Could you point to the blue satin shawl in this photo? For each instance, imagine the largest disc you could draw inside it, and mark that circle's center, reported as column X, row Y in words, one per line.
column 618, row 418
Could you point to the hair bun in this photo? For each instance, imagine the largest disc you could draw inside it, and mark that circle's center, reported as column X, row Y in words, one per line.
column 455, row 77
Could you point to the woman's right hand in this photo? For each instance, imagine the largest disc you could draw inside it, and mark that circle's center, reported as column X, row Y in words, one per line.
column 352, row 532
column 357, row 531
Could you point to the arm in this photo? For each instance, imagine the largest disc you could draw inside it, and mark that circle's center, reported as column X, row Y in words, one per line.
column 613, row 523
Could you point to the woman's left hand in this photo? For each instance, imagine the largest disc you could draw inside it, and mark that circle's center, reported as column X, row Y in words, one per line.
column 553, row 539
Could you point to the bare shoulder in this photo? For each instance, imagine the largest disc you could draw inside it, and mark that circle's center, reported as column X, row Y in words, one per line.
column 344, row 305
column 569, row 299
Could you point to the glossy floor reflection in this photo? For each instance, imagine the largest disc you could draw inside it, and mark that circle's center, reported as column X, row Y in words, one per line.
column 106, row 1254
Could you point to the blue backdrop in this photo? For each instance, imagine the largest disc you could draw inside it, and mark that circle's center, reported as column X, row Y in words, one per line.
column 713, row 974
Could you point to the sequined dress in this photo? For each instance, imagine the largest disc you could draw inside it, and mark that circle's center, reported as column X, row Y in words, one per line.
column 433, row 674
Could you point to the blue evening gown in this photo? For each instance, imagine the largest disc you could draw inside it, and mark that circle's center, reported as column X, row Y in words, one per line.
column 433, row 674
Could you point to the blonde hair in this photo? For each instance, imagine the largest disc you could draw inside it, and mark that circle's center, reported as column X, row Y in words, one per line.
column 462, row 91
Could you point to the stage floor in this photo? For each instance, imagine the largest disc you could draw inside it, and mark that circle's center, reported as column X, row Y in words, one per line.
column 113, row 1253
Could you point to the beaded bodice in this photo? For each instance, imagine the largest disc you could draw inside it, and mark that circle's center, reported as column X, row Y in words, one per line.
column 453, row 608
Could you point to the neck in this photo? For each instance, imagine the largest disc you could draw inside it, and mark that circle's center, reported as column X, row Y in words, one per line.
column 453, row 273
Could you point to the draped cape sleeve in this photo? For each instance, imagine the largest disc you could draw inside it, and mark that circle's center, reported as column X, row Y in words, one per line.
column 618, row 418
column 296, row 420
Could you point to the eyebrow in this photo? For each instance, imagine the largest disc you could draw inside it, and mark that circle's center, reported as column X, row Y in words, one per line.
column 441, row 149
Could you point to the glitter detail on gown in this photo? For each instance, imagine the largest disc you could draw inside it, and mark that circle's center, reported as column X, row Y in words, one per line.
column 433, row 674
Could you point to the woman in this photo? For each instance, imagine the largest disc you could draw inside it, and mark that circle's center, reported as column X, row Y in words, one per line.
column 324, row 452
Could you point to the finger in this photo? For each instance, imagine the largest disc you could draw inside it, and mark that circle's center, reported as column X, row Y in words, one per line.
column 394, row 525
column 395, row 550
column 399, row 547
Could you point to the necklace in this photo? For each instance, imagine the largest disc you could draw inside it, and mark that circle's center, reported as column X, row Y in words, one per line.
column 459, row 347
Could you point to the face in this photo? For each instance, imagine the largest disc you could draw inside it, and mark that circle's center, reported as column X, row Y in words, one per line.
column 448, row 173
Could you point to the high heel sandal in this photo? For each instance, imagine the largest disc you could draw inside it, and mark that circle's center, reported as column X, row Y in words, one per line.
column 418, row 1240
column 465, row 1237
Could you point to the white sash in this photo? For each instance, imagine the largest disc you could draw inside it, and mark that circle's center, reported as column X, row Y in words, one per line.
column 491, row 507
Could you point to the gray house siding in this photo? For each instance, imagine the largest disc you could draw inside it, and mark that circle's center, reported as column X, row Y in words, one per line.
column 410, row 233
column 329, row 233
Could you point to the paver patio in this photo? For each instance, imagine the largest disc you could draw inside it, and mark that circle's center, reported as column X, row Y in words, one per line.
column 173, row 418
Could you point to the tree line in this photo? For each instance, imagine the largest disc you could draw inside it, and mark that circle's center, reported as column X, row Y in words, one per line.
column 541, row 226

__What you should do__: Return every line of the material above exactly.

__Solved problem__:
Could you point to the blue satin shawl in this photo? For each instance, imagine the largest disc you could draw inside it, and mark that circle's center, reported as column X, row Y in words, one per line.
column 618, row 418
Could you point to the hair bun in this photo? For each instance, imagine the largest disc you could draw inside it, and mark that circle's center, reported as column X, row Y in words, one per line.
column 455, row 77
Could you point to the woman's right hand in this photo? For each instance, imagine the largest disc you could draw inside it, and mark that circle's center, reported as column X, row Y in words, one per line.
column 352, row 532
column 357, row 531
Could you point to the arm in this photo? For each instance, imagine the largest disc you could draw inside it, and mark that circle's center, reported as column X, row Y in words, one per line.
column 613, row 523
Could you point to the woman's left hand in this photo? For each instance, imagine the largest disc you could draw inside it, and mark that circle's center, reported as column X, row Y in words, one per line.
column 553, row 539
Could you point to the bare shoulder in this photo? For each instance, imagine the largest disc you could draw inside it, and mark that circle's center, reported as column X, row Y in words, one per line.
column 344, row 305
column 569, row 299
Could you point to the glossy floor reflection in this photo? For each instance, imagine the largest disc you could draw inside it, and mark that circle's center, reported as column X, row Y in words, one per line.
column 106, row 1254
Could you point to the blue backdrop in this photo? For each instance, imagine the largest disc you could draw inside it, and mark that circle's center, reported as column X, row Y in words, one per line.
column 713, row 974
Could you point to the sequined dress in this photo? For each instance, imagine the largest disc you could draw inside it, and mark that circle's center, reported as column X, row Y in words, one per line.
column 433, row 674
Could you point to the blue evening gown in this photo? For each instance, imagine the largest disc you could draw inside it, and mark that circle's center, reported as column X, row Y in words, one per line.
column 433, row 674
Could you point to the blonde hair in this photo? For each instance, imagine the largest disc you could draw inside it, and mark that circle's center, reported as column X, row Y in words, one per line.
column 462, row 91
Could you point to the stage floor in this photo? For each instance, imagine the largest disc you could draw inside it, and mark that circle's center, reported as column X, row Y in words, one per line.
column 113, row 1253
Could you point to the beaded bodice in this photo? For each instance, imagine the largest disc you could draw inside it, and mark that circle's center, reported as column X, row Y in words, one per line.
column 453, row 608
Could you point to the neck in this photo? For each instance, imagine the largest disc you could draw inside it, and mark that circle's center, reported as column X, row Y in words, one per line.
column 453, row 273
Could you point to the draped cape sleeve in this photo? For each instance, imagine the largest disc you could draw inside it, and mark that circle's center, reported as column X, row Y in words, one per line.
column 618, row 418
column 296, row 420
Could you point to the eyebrow in this photo? For each instance, imagine the largest disc you could draw inside it, and mark that circle's center, reported as column X, row Y in words, one per line.
column 441, row 149
Could you point to the glitter detail on gown in this photo? For each instance, imagine the largest disc you could draw inside it, and mark that circle's center, reported as column X, row Y in words, one per line.
column 433, row 674
Could you point to the woman in this photo? For each instance, imagine the largest disc you could draw inside it, and mark that circle's center, reported as column X, row Y in words, one per line.
column 324, row 452
Could you point to the finger in this photo? For each instance, imagine the largest disc you could draw inside it, and mark that circle's center, reported as column X, row Y in words, one per line.
column 394, row 525
column 395, row 550
column 399, row 547
Could you point to the necklace in this photo? For each instance, imagine the largest disc you could draw inside it, and mark that circle's center, reported as column X, row Y in words, one per line.
column 459, row 347
Could you point to the face in this photo? For each instance, imagine the largest disc you could draw inside it, and mark that circle's center, reported as column X, row Y in words, one per line.
column 448, row 173
Could you point to the high heel sandal in this photo? For each instance, imagine the largest disc you could draw inside it, and mark that circle's center, reported as column X, row Y in words, one per line.
column 418, row 1240
column 465, row 1237
Could you point to the white sash in this photo? For each instance, imagine the largest disc you could draw inside it, and mark that circle's center, reported as column X, row Y in words, one per line.
column 491, row 507
Could you point to the gray house siding in this photo? For each instance, imagine the largest disc you could draw inside it, and mark that circle's center, reported as column X, row Y in words, one per line.
column 410, row 233
column 329, row 233
Could you point to the paver patio in this photo? For each instance, imagine the largest disc you could draw inside it, and mark that circle's center, reported as column X, row Y in words, one per line.
column 173, row 418
Could you point to the tree line in this photo? For each instance, imagine the largest disc you could draw inside it, and mark that circle's center, reported as column X, row Y in words, one per line.
column 541, row 226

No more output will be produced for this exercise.